Exercise prompt
Locate the line that contains "Detect bicycle tyre", then copy it and all later lines of the data below exactly, through the last one.
==== Material shown ====
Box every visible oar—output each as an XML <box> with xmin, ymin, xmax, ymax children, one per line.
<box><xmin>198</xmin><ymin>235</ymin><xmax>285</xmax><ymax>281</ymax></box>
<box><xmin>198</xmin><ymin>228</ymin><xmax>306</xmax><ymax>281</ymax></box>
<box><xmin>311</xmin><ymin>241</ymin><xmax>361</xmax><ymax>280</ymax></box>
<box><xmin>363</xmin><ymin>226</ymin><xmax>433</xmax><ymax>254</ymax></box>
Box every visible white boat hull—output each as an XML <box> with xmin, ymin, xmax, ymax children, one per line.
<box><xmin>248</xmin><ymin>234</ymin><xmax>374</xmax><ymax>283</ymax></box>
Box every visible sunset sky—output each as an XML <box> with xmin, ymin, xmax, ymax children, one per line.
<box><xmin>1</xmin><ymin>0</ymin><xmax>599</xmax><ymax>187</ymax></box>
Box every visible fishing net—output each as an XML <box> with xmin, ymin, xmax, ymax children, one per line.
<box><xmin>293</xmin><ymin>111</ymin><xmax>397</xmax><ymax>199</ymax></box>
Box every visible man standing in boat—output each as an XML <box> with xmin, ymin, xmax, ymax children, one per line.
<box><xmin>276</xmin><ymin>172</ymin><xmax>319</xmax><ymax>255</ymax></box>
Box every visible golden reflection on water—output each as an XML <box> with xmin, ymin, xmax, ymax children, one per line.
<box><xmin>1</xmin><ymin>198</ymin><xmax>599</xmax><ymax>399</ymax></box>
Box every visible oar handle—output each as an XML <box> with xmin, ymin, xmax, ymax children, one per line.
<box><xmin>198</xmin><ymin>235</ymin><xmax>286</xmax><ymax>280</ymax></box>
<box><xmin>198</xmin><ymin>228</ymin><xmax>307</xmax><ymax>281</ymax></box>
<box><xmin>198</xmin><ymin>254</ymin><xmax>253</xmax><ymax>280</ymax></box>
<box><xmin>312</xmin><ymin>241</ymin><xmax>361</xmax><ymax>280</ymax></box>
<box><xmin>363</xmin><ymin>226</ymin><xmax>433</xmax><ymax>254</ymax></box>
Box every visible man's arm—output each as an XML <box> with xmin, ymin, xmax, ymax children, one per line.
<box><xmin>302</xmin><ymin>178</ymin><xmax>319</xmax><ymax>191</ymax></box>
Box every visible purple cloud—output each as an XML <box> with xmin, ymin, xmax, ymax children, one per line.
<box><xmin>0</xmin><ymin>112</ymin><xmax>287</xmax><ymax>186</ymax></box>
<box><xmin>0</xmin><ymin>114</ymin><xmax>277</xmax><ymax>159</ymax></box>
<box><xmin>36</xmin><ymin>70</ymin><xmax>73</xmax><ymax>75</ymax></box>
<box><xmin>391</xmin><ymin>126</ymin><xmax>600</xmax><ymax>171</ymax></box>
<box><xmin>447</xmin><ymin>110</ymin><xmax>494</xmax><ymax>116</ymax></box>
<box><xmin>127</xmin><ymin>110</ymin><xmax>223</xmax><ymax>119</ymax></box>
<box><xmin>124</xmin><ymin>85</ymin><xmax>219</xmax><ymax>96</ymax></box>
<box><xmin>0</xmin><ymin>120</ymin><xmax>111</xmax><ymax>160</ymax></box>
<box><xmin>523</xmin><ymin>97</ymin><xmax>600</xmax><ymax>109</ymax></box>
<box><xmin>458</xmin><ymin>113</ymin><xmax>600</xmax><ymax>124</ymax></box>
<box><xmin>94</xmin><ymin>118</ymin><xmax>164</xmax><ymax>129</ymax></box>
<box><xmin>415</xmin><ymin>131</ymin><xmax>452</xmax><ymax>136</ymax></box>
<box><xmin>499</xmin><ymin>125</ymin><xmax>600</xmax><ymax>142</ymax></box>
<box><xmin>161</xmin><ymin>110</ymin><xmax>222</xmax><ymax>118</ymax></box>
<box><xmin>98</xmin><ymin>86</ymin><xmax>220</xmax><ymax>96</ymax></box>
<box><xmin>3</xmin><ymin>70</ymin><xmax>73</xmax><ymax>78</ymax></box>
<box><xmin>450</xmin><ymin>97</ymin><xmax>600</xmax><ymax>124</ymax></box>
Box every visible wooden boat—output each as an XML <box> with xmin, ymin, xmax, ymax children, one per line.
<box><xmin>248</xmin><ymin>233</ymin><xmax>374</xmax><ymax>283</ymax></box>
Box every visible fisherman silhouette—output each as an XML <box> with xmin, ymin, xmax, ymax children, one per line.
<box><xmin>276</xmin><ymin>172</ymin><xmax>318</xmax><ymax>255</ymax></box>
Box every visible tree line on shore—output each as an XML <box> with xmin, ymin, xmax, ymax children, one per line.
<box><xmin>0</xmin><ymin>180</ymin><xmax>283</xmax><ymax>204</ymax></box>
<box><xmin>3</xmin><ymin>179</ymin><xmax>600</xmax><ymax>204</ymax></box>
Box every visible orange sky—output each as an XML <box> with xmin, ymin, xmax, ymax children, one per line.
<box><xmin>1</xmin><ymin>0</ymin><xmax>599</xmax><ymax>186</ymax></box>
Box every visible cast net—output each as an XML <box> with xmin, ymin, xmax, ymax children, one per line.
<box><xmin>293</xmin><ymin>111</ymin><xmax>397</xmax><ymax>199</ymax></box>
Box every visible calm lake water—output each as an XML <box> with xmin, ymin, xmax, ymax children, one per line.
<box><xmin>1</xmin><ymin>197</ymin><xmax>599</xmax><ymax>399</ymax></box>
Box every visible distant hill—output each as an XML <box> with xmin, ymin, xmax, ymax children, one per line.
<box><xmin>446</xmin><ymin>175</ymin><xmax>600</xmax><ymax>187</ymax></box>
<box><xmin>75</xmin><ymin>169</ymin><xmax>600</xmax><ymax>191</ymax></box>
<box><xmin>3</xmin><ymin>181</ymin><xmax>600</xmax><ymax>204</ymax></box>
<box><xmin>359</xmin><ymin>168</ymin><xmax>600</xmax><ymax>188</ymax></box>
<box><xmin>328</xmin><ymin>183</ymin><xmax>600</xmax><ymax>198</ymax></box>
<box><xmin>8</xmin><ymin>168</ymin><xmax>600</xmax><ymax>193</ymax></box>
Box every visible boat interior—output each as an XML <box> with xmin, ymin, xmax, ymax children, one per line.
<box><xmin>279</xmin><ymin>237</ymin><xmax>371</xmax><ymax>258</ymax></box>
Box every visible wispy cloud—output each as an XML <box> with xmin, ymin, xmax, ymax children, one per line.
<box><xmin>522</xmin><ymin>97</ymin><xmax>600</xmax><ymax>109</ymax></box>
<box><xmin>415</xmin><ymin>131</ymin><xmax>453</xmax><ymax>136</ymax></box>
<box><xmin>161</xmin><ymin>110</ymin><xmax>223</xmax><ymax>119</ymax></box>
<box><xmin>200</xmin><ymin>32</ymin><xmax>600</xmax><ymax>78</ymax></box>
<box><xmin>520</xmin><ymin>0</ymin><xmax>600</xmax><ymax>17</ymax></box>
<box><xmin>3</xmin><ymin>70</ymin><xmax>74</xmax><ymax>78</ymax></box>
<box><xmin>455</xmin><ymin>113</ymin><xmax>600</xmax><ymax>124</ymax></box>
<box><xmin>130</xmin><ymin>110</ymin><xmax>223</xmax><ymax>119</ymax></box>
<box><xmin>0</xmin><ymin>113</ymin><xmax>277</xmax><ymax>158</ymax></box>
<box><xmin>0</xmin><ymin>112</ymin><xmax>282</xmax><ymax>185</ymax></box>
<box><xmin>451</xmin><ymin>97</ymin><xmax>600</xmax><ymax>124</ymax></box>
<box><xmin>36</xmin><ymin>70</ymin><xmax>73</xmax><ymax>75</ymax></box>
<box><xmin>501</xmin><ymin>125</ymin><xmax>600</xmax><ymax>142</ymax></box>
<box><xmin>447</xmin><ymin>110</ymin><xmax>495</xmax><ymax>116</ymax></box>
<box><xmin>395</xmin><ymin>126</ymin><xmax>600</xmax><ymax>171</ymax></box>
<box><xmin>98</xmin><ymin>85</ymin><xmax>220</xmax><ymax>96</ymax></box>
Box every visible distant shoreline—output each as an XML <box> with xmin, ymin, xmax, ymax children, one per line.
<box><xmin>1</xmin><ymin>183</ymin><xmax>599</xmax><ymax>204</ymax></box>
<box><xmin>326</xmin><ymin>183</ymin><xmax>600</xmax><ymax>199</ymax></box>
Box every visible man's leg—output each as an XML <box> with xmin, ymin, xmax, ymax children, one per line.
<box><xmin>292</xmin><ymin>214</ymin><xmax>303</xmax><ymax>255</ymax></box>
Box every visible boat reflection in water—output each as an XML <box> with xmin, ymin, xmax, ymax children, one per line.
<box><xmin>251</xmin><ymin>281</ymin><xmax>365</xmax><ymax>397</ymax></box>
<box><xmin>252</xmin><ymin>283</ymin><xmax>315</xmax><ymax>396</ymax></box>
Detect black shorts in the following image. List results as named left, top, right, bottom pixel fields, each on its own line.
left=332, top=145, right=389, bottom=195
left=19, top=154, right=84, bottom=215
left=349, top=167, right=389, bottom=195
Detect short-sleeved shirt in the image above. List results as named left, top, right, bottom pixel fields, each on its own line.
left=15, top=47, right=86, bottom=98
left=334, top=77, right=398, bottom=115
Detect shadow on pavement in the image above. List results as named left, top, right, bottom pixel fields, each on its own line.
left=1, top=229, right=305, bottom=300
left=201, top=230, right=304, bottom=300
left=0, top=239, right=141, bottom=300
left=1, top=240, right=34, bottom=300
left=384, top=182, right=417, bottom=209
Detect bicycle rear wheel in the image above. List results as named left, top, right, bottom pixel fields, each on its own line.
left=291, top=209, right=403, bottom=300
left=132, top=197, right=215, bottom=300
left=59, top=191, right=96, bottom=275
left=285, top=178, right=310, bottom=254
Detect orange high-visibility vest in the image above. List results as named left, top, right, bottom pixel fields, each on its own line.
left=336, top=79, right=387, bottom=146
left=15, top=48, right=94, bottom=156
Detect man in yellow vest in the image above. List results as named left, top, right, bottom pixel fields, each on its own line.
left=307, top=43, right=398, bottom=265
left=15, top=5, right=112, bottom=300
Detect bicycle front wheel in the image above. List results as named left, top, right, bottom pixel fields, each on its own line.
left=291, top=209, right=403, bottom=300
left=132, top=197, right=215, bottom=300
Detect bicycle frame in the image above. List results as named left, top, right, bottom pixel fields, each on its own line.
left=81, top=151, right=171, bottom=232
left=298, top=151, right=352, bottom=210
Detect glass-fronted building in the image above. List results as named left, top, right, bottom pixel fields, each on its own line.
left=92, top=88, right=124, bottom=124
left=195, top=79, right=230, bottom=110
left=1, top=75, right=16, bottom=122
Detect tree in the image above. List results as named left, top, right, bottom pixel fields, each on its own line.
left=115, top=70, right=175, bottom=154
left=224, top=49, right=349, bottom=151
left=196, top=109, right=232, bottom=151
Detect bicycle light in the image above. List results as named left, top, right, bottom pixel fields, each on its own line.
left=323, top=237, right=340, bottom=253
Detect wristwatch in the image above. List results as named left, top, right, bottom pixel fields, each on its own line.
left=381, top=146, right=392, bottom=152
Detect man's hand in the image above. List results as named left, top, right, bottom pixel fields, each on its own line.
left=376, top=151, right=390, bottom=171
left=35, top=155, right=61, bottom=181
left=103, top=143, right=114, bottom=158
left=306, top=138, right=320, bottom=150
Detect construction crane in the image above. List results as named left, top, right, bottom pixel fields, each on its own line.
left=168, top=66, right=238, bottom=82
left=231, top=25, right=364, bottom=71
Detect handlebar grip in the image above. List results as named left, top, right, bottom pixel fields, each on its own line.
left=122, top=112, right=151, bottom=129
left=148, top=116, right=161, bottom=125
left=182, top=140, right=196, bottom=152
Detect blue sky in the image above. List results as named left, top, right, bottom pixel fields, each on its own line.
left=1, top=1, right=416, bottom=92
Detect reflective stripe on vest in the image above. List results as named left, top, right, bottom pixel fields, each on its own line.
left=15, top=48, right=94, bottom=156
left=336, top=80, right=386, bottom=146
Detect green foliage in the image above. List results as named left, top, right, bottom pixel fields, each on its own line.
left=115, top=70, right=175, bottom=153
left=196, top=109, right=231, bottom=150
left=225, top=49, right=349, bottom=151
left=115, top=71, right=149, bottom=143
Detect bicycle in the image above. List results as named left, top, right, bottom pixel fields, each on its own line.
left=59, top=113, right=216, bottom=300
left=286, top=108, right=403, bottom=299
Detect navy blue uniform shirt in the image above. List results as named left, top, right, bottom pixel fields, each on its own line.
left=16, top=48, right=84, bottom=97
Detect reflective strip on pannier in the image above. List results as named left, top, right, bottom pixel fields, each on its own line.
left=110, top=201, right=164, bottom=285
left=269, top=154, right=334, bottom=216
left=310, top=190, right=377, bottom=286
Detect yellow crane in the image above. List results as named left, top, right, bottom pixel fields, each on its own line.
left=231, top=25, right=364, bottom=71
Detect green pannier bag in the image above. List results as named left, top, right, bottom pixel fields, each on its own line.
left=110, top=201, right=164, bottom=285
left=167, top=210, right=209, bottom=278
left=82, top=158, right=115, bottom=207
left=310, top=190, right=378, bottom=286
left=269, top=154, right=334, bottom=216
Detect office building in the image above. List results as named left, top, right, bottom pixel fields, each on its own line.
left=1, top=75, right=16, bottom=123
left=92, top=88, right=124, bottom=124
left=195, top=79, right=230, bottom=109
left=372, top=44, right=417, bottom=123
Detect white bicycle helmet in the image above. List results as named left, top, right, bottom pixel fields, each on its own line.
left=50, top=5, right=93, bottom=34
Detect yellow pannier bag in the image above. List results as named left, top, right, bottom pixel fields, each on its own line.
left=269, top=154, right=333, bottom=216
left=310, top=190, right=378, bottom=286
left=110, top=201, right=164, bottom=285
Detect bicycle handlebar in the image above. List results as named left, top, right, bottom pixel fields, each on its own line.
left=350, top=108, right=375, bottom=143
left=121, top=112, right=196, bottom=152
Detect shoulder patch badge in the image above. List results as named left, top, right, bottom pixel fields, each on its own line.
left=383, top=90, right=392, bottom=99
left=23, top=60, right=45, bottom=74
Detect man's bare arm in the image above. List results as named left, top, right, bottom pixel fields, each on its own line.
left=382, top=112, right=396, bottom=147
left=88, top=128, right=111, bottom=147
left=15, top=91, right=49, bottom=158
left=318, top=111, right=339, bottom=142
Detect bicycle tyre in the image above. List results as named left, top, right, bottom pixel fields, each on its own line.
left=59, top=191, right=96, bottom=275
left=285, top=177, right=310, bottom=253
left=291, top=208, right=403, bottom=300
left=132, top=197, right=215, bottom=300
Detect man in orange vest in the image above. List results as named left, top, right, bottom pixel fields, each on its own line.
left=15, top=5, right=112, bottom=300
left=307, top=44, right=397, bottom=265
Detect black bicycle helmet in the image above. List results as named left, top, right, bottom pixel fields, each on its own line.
====
Task response
Detect bicycle tyre in the image above. List results as named left, top, right, bottom pixel fields, each on its own line.
left=59, top=191, right=96, bottom=275
left=285, top=177, right=310, bottom=253
left=291, top=208, right=403, bottom=300
left=132, top=197, right=215, bottom=300
Detect man in orange vest in the image above. List results as named left, top, right, bottom pixel fields, each on its own line.
left=15, top=5, right=112, bottom=300
left=307, top=44, right=397, bottom=265
Detect black bicycle helmet in the image above. List results as named left, top, right, bottom pixel fields, each on its own line.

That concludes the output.